All good, the options I gave were based on the sticky Ron posted stating 10spy as the new norm. Oddly someone posted a COSC watch with rave reviews so who knows, guess 20+spy is okay here after all. But that aside, don't know any microbrands putting any time into this tech.

Casio, from what I've heard makes an adjustable watch like the Technochas also. You'll have to go over to Casio forums to get more info, if you're interested.

The Seiko that John mentioned can be had pretty cheap, but bear in mind its a 33.5mm case and the band can fit a 17.5cm wrist max. Bulova's tend to be on the bigger side, but again are pretty accurate and are relatively low priced.


----------



## ppaulusz (Feb 11, 2006)

wbird said:


> All good, the options I gave were based on the sticky Ron posted stating 10spy as the new norm. Oddly someone posted a COSC watch with rave reviews so who knows, guess 20+spy is okay here after all...

— ENTRIES SUPPLIED —
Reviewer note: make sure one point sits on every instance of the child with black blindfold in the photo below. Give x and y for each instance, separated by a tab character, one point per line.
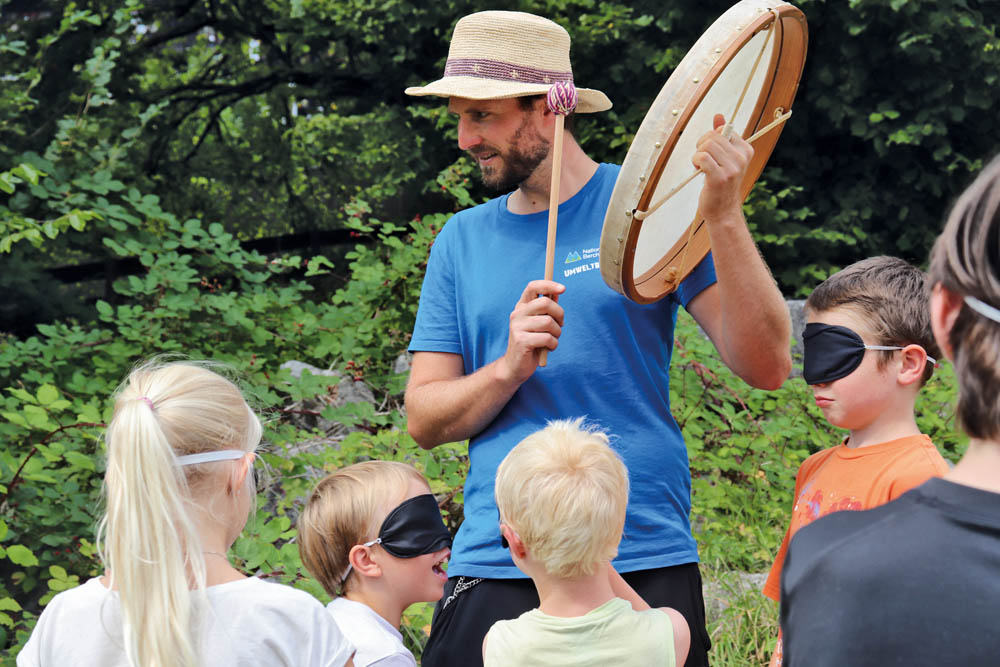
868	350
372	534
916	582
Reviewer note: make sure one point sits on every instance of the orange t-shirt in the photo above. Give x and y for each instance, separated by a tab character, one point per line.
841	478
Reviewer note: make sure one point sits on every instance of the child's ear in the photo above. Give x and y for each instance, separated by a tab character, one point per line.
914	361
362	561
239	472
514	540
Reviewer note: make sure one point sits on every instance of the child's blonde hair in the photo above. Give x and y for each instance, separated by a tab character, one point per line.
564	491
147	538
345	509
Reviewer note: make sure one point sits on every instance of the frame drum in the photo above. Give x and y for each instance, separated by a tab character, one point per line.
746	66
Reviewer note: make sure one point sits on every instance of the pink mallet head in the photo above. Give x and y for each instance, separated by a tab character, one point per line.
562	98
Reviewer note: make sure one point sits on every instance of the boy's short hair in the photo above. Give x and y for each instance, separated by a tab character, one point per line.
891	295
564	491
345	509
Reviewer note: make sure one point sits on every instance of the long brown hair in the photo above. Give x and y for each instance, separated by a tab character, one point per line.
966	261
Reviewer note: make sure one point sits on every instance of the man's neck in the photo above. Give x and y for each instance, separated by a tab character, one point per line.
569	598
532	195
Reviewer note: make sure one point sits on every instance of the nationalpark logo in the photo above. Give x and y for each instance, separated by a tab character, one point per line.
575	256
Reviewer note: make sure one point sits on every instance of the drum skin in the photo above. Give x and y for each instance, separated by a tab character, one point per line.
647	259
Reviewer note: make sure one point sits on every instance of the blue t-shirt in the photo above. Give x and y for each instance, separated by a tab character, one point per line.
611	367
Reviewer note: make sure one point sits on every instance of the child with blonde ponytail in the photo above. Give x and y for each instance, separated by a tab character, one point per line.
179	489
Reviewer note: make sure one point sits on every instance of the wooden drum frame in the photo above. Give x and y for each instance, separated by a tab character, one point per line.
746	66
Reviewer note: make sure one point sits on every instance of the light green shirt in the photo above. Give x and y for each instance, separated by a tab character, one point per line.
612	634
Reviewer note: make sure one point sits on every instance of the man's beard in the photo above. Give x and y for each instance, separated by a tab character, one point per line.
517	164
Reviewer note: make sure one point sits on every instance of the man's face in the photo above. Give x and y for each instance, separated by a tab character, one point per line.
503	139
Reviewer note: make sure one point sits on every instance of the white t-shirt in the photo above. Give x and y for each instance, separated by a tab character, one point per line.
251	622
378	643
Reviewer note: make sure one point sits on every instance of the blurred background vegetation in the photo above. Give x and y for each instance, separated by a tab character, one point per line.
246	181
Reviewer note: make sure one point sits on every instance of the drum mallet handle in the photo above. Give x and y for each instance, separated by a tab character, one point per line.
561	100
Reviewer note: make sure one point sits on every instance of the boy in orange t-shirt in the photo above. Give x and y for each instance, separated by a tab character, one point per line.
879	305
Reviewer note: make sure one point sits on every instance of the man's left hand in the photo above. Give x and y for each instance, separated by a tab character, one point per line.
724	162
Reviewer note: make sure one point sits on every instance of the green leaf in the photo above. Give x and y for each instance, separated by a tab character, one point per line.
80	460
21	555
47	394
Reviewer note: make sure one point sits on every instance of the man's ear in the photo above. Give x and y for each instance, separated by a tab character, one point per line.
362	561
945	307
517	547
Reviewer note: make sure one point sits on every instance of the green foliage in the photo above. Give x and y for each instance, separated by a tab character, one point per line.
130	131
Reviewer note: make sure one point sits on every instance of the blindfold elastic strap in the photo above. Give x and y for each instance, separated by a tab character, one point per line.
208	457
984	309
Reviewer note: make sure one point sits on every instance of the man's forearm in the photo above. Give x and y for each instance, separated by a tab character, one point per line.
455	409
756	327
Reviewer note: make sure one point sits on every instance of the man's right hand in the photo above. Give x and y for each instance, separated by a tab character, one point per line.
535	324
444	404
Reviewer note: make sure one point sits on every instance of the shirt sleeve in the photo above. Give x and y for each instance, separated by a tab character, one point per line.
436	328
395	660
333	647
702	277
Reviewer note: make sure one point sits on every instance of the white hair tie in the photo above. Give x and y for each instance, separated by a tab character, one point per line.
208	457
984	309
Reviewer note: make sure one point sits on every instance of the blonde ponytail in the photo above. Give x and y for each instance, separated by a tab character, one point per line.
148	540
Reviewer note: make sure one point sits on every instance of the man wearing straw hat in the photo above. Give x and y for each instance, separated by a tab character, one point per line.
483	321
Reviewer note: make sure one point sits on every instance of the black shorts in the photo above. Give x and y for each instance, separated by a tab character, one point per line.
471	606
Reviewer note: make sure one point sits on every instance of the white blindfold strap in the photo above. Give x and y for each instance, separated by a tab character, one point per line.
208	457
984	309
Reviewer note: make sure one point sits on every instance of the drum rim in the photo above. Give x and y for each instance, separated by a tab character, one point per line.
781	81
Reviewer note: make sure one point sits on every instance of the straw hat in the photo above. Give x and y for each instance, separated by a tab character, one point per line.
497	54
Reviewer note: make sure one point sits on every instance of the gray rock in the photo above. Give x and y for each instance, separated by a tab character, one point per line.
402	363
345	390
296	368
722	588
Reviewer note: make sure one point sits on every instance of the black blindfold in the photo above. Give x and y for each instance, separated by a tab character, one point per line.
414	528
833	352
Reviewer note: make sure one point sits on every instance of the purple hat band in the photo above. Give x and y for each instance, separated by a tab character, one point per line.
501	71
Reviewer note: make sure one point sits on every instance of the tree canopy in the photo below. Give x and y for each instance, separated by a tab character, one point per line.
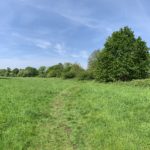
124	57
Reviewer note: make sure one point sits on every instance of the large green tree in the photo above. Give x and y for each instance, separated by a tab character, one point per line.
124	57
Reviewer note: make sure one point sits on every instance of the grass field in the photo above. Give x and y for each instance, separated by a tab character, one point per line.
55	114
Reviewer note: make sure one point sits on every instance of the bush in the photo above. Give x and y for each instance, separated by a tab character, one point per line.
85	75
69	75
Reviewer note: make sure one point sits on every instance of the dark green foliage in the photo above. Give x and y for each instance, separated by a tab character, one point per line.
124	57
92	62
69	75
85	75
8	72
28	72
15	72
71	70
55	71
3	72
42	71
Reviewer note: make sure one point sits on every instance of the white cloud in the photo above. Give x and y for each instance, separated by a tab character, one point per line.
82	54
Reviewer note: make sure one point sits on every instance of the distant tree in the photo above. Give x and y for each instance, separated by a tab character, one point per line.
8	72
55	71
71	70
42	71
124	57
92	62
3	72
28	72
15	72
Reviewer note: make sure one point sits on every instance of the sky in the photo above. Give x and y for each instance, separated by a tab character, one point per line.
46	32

==

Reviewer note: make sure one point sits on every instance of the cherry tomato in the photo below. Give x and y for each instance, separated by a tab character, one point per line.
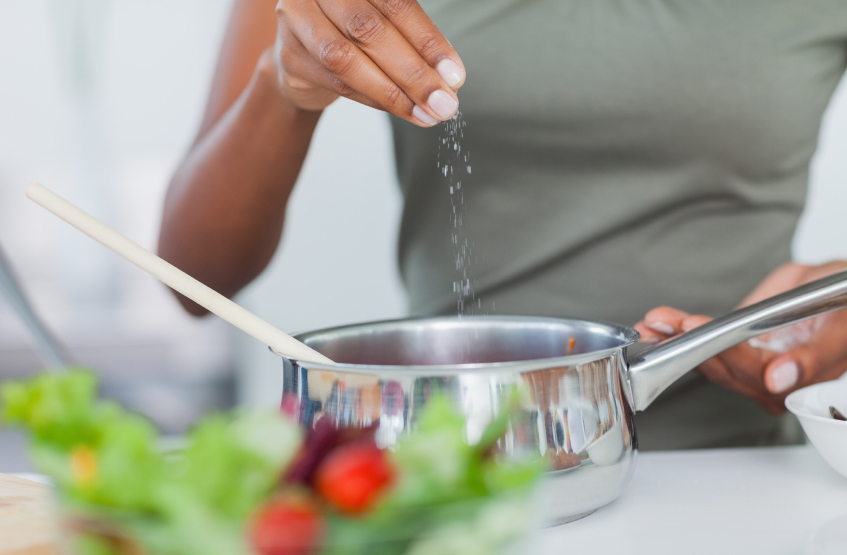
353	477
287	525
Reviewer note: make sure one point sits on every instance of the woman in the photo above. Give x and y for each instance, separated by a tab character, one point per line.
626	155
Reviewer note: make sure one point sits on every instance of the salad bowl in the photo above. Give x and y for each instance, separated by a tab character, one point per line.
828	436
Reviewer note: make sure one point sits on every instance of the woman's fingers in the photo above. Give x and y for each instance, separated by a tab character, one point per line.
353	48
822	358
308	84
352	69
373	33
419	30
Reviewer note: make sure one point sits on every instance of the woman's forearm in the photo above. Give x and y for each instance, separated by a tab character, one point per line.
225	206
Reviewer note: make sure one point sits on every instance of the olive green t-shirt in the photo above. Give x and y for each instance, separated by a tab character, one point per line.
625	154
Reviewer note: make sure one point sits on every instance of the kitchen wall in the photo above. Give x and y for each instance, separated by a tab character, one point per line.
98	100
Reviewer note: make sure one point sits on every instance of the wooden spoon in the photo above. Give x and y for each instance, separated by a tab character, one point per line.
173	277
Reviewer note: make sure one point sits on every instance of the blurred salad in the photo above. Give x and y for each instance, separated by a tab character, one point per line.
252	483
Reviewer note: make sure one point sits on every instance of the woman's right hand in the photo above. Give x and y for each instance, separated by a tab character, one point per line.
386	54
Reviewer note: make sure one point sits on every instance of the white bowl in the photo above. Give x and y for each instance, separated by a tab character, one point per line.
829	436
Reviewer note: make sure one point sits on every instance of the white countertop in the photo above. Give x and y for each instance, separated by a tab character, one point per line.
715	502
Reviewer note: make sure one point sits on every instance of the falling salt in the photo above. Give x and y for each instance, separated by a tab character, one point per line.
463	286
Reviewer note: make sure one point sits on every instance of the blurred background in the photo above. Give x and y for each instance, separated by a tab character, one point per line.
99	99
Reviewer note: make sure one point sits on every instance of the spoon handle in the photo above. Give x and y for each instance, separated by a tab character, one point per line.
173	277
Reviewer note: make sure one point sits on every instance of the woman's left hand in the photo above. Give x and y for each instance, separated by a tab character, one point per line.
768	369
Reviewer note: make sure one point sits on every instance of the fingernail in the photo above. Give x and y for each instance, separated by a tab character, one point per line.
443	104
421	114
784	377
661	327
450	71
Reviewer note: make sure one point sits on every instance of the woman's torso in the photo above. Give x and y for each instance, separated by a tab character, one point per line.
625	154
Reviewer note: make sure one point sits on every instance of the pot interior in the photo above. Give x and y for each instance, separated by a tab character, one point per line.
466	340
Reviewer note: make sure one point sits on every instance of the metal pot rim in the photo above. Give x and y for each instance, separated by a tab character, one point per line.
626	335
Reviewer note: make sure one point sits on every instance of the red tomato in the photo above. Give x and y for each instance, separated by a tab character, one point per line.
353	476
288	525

---

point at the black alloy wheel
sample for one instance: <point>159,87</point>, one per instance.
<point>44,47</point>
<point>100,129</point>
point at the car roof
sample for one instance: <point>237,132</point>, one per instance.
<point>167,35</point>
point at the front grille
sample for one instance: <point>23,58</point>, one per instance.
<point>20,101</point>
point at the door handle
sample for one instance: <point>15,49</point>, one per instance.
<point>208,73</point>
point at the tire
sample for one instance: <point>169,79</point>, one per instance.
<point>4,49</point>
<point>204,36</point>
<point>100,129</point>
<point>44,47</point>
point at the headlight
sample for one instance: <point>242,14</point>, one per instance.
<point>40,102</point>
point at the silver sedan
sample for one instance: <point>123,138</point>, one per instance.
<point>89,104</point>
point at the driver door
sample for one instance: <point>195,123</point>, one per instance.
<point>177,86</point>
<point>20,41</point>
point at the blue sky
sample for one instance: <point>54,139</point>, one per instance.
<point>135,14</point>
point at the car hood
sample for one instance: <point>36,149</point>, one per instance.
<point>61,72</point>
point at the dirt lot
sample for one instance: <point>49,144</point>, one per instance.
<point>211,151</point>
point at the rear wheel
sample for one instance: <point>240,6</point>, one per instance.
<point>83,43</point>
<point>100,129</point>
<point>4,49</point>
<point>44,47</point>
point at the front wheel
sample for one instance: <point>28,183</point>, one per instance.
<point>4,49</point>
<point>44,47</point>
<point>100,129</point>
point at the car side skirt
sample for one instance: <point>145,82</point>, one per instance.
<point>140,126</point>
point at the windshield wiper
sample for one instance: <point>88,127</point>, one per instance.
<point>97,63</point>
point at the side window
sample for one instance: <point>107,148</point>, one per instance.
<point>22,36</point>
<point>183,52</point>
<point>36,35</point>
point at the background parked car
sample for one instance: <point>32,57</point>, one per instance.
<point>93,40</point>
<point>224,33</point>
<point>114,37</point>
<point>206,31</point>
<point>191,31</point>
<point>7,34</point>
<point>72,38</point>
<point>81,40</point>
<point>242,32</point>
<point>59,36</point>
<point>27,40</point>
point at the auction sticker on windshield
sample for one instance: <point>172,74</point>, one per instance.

— WHAT IS NEEDED —
In the forum posts on watch accuracy, why does the writer conclude that 20+spy seems acceptable here after all? Explain in one to three sentences.

— RESPONSE —
The writer concludes this because someone posted a COSC watch and it received rave reviews. That contrasts with the sticky Ron posted, which had stated 10spy as the new norm.